═══ Data for processing ═══

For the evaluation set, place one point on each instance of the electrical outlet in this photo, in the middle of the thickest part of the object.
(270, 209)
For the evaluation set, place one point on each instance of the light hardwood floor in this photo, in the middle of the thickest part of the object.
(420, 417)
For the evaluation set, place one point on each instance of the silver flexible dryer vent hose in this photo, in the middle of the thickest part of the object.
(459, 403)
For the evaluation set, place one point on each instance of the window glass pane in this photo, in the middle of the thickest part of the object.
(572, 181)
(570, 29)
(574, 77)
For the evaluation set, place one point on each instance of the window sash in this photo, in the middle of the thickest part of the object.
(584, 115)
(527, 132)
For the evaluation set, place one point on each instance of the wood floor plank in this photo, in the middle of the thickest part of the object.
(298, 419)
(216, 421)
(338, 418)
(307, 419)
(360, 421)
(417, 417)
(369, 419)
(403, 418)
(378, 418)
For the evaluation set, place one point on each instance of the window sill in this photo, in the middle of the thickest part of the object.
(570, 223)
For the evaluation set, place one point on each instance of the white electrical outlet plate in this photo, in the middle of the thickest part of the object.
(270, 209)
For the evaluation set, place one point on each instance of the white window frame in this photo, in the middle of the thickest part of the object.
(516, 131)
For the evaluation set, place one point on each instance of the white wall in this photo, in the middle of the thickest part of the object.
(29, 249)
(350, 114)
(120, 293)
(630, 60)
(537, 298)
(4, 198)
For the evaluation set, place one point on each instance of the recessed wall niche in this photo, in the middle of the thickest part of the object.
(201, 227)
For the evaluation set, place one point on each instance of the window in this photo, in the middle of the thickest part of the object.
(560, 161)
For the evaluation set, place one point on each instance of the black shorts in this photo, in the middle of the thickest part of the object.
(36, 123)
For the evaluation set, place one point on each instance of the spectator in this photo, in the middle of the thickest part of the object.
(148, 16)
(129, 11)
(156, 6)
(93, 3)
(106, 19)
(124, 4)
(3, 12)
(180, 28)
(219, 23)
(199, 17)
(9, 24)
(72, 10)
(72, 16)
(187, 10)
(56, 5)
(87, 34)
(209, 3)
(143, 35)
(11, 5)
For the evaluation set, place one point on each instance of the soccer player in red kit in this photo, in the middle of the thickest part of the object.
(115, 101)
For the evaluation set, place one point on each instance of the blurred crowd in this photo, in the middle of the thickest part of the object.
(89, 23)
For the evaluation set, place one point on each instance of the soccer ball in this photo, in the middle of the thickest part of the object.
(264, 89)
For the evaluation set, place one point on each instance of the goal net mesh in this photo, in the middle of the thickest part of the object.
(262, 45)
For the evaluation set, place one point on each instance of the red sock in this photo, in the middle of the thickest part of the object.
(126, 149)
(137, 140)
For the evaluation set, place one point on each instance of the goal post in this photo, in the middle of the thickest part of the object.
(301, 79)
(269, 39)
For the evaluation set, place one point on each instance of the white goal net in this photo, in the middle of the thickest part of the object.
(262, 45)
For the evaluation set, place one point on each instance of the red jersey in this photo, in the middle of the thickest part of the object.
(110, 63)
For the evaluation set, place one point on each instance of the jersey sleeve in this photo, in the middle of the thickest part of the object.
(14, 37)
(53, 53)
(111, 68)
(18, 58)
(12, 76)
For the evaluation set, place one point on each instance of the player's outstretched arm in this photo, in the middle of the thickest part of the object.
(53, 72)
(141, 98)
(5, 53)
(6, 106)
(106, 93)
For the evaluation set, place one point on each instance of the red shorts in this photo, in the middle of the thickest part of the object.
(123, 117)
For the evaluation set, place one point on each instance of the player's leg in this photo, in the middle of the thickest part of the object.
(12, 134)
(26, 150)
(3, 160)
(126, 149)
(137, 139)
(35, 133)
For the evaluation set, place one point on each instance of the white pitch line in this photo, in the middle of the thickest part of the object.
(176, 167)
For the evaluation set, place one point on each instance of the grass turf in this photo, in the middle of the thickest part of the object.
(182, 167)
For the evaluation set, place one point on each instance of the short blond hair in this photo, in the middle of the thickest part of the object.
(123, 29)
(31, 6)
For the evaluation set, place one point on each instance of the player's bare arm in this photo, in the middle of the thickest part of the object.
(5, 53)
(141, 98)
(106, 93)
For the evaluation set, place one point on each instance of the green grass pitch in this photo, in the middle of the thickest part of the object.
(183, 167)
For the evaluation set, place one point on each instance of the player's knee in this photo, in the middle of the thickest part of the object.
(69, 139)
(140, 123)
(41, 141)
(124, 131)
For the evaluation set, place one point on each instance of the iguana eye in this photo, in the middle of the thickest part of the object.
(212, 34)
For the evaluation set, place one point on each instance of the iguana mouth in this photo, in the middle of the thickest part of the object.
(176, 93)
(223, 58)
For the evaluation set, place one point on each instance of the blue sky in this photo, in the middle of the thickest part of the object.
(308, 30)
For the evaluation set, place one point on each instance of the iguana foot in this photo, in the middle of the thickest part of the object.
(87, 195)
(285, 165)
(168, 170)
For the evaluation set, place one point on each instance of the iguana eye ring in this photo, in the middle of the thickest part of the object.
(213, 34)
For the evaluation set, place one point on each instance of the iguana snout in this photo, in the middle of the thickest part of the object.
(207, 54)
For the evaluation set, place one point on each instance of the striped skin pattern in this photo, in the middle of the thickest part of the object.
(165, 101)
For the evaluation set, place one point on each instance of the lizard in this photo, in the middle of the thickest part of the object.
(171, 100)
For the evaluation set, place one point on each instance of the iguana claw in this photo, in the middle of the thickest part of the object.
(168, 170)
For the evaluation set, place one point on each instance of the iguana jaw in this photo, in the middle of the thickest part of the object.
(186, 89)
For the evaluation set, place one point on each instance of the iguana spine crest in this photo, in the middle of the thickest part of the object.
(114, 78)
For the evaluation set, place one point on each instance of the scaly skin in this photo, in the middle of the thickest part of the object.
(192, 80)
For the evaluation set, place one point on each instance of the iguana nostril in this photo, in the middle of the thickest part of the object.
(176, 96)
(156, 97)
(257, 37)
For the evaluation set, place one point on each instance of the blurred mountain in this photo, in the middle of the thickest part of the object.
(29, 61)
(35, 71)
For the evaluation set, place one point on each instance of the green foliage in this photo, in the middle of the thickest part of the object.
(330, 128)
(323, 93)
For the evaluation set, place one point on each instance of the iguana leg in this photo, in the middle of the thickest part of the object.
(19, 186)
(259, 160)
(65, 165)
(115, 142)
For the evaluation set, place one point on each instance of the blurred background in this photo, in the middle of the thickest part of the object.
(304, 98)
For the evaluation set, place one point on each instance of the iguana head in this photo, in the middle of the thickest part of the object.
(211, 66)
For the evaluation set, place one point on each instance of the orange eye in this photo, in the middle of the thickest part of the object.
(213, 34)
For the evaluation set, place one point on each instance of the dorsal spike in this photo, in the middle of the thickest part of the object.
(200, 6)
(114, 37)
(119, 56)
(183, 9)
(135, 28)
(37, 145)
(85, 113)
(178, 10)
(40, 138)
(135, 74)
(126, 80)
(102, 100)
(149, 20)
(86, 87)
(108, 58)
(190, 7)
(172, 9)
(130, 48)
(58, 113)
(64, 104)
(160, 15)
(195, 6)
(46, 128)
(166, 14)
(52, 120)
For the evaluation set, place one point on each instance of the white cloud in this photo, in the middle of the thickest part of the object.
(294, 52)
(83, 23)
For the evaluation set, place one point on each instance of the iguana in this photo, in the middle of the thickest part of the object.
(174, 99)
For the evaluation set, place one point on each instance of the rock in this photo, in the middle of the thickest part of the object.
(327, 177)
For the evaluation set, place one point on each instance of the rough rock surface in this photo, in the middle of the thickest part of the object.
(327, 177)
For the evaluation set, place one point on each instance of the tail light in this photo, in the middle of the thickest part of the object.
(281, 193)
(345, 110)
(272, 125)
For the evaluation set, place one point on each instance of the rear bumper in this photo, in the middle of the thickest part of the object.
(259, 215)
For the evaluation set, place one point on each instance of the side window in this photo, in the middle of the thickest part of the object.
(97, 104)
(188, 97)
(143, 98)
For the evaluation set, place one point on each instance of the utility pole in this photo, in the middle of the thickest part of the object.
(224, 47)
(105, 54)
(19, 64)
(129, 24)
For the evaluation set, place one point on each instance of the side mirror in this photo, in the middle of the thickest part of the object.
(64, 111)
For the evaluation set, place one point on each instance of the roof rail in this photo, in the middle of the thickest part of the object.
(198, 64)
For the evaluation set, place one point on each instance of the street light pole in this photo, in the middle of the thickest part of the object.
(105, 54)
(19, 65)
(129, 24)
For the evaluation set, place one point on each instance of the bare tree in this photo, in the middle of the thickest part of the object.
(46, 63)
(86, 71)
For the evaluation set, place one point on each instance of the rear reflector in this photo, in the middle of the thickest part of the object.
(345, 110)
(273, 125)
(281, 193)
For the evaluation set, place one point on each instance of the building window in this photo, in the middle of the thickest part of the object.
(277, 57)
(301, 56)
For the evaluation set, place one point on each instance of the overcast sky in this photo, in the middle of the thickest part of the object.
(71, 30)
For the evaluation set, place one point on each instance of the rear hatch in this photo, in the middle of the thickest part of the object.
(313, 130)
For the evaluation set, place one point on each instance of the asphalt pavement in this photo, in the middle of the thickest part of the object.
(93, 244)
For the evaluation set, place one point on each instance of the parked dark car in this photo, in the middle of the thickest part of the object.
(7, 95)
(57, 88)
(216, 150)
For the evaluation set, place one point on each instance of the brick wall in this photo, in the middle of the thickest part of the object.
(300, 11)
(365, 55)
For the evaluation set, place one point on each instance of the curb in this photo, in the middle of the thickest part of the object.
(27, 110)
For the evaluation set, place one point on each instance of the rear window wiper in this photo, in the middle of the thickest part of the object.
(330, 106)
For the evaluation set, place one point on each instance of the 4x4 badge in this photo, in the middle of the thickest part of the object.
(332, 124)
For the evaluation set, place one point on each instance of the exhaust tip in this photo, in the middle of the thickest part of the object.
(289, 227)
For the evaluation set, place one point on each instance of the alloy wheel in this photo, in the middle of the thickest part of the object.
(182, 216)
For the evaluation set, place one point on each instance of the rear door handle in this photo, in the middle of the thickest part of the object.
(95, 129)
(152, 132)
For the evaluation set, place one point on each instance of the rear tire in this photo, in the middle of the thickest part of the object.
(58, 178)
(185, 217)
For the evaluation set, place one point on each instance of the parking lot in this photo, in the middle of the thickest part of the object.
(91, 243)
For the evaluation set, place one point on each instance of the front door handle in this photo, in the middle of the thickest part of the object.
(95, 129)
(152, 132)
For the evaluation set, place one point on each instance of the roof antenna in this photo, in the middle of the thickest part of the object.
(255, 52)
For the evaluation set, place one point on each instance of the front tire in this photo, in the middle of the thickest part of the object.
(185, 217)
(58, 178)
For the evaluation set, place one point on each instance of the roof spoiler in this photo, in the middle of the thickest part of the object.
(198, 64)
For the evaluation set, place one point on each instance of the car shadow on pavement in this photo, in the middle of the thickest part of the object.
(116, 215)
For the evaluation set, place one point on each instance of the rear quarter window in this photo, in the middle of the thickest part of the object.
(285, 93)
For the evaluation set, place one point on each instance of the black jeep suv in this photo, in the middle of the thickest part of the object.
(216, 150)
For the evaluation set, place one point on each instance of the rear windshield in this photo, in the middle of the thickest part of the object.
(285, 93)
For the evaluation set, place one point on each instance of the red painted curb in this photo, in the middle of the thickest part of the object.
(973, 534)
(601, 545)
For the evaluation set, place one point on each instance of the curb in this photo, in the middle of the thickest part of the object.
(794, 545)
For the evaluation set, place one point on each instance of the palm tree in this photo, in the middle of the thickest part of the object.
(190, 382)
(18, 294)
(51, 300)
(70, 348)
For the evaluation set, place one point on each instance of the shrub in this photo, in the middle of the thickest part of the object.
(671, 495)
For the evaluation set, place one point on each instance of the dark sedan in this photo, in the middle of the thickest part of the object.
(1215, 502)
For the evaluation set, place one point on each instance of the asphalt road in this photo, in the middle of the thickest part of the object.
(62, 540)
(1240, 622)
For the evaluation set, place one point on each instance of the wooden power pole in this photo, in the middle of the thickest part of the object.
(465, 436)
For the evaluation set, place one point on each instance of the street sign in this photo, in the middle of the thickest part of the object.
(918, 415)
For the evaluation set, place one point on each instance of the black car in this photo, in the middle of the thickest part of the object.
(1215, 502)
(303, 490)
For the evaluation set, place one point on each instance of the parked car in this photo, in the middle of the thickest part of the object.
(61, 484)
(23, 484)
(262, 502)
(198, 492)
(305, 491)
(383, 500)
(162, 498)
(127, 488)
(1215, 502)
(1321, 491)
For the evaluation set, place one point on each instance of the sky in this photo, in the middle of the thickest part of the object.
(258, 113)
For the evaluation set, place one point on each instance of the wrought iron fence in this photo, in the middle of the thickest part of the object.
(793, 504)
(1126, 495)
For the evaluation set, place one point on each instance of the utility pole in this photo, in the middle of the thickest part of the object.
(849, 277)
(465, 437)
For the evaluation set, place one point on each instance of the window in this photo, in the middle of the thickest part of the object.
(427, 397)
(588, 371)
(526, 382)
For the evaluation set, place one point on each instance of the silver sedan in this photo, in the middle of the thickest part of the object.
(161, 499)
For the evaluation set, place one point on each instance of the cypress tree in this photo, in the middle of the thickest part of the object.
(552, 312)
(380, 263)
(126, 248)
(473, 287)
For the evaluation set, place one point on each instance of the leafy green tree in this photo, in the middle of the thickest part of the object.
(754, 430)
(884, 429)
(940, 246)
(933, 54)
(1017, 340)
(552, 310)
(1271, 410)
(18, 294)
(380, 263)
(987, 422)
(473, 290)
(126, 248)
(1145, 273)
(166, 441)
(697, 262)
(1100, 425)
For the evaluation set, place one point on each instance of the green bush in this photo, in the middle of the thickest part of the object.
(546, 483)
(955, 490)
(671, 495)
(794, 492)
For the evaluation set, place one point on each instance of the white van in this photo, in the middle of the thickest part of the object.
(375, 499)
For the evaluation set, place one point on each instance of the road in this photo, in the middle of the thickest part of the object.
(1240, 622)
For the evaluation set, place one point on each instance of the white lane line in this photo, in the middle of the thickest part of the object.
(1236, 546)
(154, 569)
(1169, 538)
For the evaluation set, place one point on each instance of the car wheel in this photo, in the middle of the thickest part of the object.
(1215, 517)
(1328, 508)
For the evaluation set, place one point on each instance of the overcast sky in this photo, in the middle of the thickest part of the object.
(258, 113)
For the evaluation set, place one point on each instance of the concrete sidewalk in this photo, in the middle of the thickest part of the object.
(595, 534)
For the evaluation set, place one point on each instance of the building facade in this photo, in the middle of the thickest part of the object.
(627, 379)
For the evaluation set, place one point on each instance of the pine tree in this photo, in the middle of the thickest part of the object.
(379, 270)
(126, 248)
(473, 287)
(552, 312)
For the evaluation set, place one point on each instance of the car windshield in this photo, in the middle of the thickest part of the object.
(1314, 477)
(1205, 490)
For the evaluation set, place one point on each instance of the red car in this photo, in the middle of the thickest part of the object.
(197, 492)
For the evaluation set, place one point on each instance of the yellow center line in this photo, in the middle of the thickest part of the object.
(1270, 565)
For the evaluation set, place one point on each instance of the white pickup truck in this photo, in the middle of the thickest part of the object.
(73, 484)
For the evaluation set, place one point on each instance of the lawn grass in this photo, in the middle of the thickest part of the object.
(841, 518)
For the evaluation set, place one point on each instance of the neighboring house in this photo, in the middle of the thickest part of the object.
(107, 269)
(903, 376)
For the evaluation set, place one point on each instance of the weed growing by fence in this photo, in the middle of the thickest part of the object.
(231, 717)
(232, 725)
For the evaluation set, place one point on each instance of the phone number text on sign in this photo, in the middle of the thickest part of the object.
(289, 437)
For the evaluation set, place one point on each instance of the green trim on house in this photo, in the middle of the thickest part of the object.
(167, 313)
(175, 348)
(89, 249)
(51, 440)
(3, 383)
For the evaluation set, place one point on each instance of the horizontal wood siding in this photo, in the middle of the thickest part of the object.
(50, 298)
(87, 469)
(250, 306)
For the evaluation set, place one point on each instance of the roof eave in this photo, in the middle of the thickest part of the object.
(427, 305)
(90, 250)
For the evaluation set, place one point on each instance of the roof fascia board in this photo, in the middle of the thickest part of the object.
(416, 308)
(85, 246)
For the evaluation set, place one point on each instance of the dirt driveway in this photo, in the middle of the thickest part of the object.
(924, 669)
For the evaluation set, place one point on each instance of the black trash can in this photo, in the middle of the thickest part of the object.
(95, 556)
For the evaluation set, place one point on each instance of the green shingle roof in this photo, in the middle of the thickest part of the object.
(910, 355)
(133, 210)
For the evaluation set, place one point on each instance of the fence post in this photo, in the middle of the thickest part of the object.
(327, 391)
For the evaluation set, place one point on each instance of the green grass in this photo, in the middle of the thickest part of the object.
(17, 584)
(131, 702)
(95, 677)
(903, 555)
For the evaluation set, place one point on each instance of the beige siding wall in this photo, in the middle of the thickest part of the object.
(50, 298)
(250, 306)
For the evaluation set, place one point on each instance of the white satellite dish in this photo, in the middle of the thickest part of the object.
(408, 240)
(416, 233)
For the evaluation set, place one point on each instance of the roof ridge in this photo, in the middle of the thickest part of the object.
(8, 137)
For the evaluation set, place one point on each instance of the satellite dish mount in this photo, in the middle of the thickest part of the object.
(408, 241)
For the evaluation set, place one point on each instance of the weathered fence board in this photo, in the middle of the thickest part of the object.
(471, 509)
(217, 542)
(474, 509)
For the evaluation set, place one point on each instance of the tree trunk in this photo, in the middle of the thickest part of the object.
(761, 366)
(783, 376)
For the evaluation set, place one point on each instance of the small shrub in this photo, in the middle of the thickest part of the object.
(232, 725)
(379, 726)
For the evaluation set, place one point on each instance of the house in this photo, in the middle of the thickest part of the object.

═══

Write out exactly the lines starting with the one that holds "of the satellite" and running through the last line above.

For the evaluation set, place one point on each instance of the satellite dish mount in this photo, in the middle of the thickest part of the object.
(408, 241)
For the evaluation set, place one point on each instance of the weathered fence board in this photo, in the middle of the thickest part of the object.
(471, 509)
(217, 542)
(474, 509)
For the evaluation set, place one point on each instance of the tree trunk in this photo, in the middle of the thickest part of the object.
(761, 366)
(783, 376)
For the evaluation set, place one point on each instance of the small shrub in this photo, in the middle of the thickest part of the object.
(232, 725)
(379, 726)
For the evaluation set, place one point on each instance of the house in this photo, in the middle of the thickest part of the object.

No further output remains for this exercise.